Letter: Jones Trustees’ Anti-racism Resolution Is Self-Serving, Tone Deaf
It is impossible for me to see this on-the-surface admirable statement so horrendously timed — 2 weeks before the contentious library vote —as anything but a political move to build support for the controversial library project. I am not usually a cynical person and believe in trying to see good intentions. There are clearly very good if naive intentions here. But why couldn’t they wait until November 3 to make this announcement so it doesn’t appear to be a political stunt?
And where is the indication that they understand the hard work of making this happen? Where is the plan to diversify the library staff? Where is the outreach strategy to engage BIPOC leaders and communities that so obviously under-use the library? Where is the BIPOC leadership group recruited to plan new programs? The statement, published on lovely stationary like an invitation to a party, says the building committee will work on this — but the building committee, already created, is all white people. How could the library leadership have been working in Amherst and paying even a little attention to the courageous cross-race conversations that are underway and to the wrenching and courageous introspection that several of our Town departments are going through, and not see how tone deaf this statement is. Yoo hoo, white people: you don’t start down the road of addressing centuries of structural racism by making self-congratulatory public proclamations.
Meg Gage
Meg Gage is the now-retired founding director of the Peace Development Fund and the Proteus Fund, national organizations based in Amherst that organize within philanthropy to advance campaigns related to peace, human rights, and democracy. She is a graduate of ARHS and taught at the high school. She served on the recent Charter Commission and is currently the chair of the Participatory Budgeting Commission and on the Planning Team of the District One Neighborhood Association (DONA).
Thanks to Meg Gage for this incisive response to the Jones Trustees’ recent resolution on racism and inclusion.

▶ _Material shown_
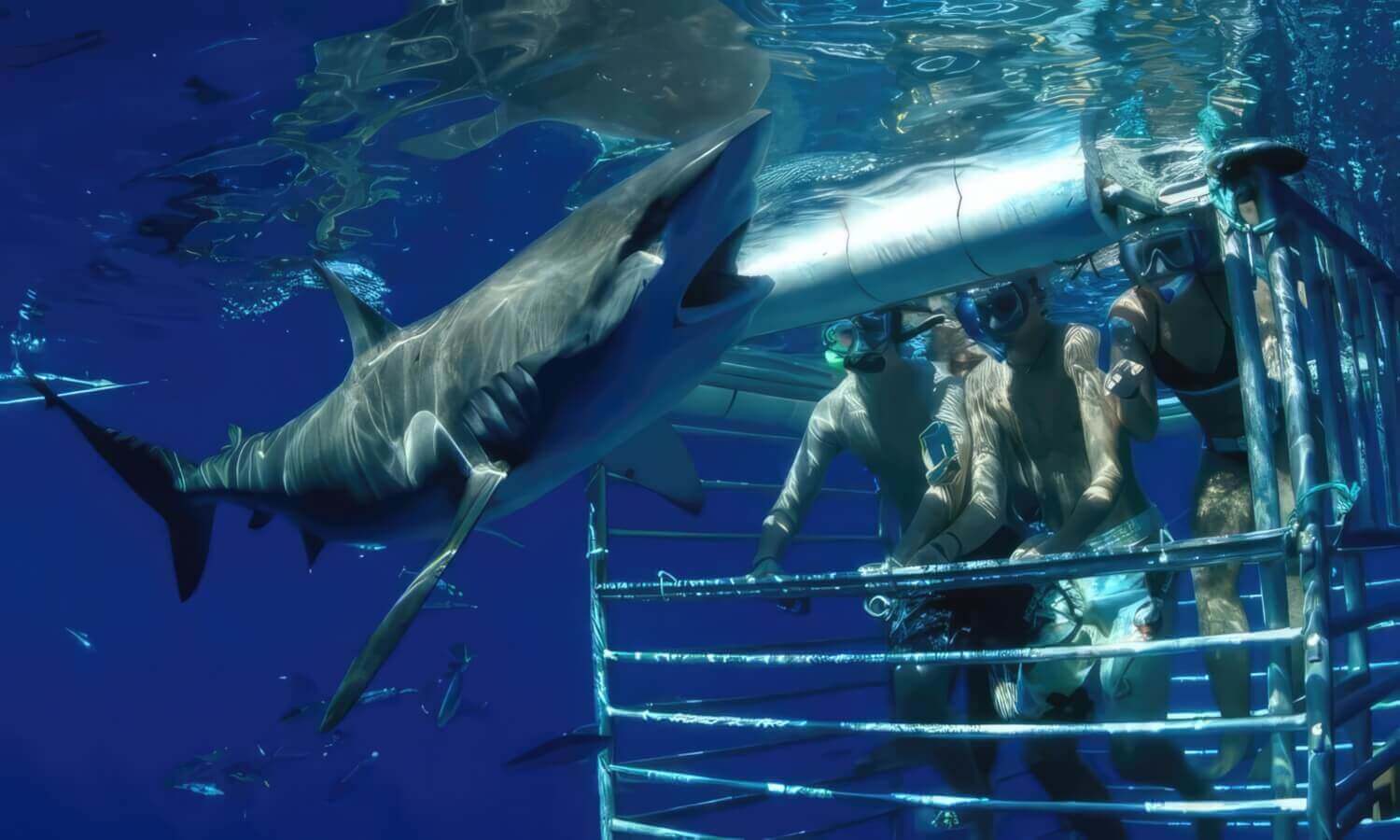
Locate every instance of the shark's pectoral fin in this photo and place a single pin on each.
(658, 459)
(313, 545)
(482, 482)
(366, 325)
(462, 137)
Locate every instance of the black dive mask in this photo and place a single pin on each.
(997, 311)
(1169, 259)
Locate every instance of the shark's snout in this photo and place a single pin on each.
(707, 227)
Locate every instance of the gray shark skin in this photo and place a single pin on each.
(576, 346)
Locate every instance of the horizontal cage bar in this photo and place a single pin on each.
(1265, 722)
(916, 580)
(952, 803)
(1025, 654)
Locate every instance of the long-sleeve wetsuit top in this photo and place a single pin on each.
(875, 416)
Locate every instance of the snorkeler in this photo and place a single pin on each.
(1175, 327)
(1041, 417)
(879, 411)
(876, 412)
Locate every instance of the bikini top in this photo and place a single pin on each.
(1183, 380)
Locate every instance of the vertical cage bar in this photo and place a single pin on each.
(598, 622)
(1363, 437)
(1364, 347)
(1375, 388)
(1313, 562)
(1253, 385)
(1337, 434)
(1386, 374)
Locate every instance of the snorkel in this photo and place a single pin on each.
(993, 314)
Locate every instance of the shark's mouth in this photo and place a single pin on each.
(719, 287)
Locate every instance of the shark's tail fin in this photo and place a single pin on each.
(157, 476)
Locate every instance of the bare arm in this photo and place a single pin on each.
(987, 501)
(932, 517)
(1100, 442)
(820, 444)
(1131, 383)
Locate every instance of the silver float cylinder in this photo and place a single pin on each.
(915, 229)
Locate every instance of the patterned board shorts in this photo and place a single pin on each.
(1086, 612)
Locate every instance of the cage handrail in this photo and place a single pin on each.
(1263, 722)
(1336, 237)
(954, 803)
(1365, 696)
(1162, 647)
(1361, 778)
(627, 826)
(913, 580)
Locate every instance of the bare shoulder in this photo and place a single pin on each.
(1137, 310)
(985, 381)
(1081, 343)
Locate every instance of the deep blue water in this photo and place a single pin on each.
(89, 736)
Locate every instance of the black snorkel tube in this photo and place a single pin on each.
(876, 332)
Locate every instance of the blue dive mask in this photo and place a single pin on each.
(993, 314)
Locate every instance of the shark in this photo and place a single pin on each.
(567, 356)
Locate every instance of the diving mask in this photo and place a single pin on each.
(1169, 259)
(997, 311)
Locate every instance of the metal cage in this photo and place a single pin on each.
(1335, 311)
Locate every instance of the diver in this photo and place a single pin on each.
(881, 411)
(1039, 417)
(1175, 327)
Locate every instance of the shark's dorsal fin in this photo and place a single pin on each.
(658, 459)
(366, 325)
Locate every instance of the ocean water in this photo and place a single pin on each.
(167, 168)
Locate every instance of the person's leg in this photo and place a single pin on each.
(1137, 691)
(1223, 507)
(980, 710)
(1056, 764)
(921, 694)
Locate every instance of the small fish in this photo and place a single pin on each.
(453, 696)
(381, 694)
(203, 789)
(343, 786)
(245, 773)
(195, 767)
(444, 595)
(570, 748)
(81, 637)
(308, 706)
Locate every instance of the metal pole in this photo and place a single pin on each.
(1337, 436)
(1386, 372)
(598, 621)
(1363, 439)
(1253, 381)
(1312, 553)
(1372, 346)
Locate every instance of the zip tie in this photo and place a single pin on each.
(1224, 199)
(1349, 495)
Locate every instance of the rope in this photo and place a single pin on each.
(1349, 496)
(1224, 199)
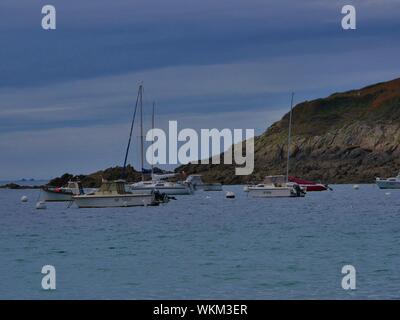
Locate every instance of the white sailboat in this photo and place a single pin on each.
(278, 186)
(157, 183)
(275, 186)
(389, 183)
(55, 194)
(113, 194)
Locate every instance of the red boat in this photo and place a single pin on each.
(309, 185)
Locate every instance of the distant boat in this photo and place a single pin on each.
(275, 187)
(278, 186)
(195, 181)
(113, 194)
(309, 185)
(212, 186)
(167, 187)
(390, 183)
(55, 194)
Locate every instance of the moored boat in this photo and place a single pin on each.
(309, 185)
(389, 183)
(212, 186)
(275, 187)
(55, 194)
(169, 188)
(113, 194)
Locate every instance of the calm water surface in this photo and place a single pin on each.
(205, 247)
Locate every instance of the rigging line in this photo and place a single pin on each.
(130, 133)
(289, 133)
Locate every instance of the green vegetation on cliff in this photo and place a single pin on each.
(347, 137)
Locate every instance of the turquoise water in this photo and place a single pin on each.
(205, 247)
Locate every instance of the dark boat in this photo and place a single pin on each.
(309, 185)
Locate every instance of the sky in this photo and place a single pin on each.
(67, 95)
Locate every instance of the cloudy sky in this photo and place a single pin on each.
(67, 95)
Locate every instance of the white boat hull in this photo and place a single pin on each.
(270, 192)
(171, 191)
(212, 187)
(122, 200)
(49, 196)
(384, 184)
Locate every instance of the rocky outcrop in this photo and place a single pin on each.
(344, 138)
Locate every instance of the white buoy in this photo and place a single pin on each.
(230, 195)
(41, 205)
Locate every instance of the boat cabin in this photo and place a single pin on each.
(112, 187)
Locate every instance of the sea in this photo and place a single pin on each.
(205, 246)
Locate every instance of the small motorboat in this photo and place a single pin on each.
(309, 185)
(54, 194)
(169, 188)
(212, 186)
(230, 195)
(274, 187)
(113, 194)
(389, 183)
(194, 180)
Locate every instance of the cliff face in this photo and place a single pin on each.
(347, 137)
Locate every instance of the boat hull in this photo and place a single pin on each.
(270, 192)
(52, 196)
(212, 187)
(313, 187)
(171, 191)
(123, 200)
(382, 184)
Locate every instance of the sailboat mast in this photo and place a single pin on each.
(289, 135)
(152, 126)
(141, 130)
(130, 135)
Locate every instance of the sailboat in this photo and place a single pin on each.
(278, 186)
(157, 182)
(55, 194)
(114, 193)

▶ _Exercise objective_
Transcribe the part of the letter that begins at the words "Letter: Jones Trustees’" and ends after the words "a political stunt?".

▶ _Full answer_
Letter: Jones Trustees’ Anti-racism Resolution Is Self-Serving, Tone Deaf
It is impossible for me to see this on-the-surface admirable statement so horrendously timed — 2 weeks before the contentious library vote —as anything but a political move to build support for the controversial library project. I am not usually a cynical person and believe in trying to see good intentions. There are clearly very good if naive intentions here. But why couldn’t they wait until November 3 to make this announcement so it doesn’t appear to be a political stunt?